THE PROBLEM: From the entries, copy every line that carries the string "each".

DATA SHOWN:
_ _ _ _ _

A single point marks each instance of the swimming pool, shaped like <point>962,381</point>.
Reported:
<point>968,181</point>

_ _ _ _ _

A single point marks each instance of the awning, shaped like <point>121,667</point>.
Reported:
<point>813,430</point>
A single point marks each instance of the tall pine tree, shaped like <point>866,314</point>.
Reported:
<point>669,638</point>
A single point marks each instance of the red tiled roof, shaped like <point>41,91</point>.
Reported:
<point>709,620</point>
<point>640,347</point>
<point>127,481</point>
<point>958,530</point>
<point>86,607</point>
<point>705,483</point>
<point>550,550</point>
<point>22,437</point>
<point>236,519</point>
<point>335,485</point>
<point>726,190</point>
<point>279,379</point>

_ _ _ _ _

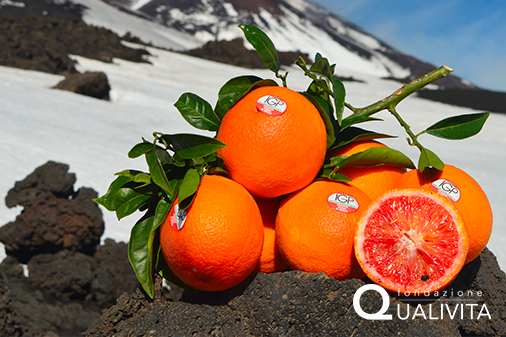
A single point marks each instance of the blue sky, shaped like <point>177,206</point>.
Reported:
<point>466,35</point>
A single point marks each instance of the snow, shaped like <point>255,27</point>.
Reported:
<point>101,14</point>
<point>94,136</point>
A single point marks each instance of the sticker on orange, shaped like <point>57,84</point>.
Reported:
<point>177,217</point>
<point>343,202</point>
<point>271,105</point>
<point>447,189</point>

_ _ _ _ _

EXERCISE ANSWER:
A single point marks each instance of the swimming pool, shaped like <point>962,381</point>.
A single point marks each instance of the awning, shaped like <point>121,667</point>.
A single point marks each instance of the tall pine tree, shaped like <point>866,314</point>.
A single point marks each instance of the red tiled roof, shaped like <point>41,91</point>.
A single point marks each instance of the blue sky, shaped like <point>177,206</point>.
A single point marks each instance of the snow, shaped like <point>255,27</point>.
A single point marks each instance of the sticker on orange, shaped like <point>57,84</point>.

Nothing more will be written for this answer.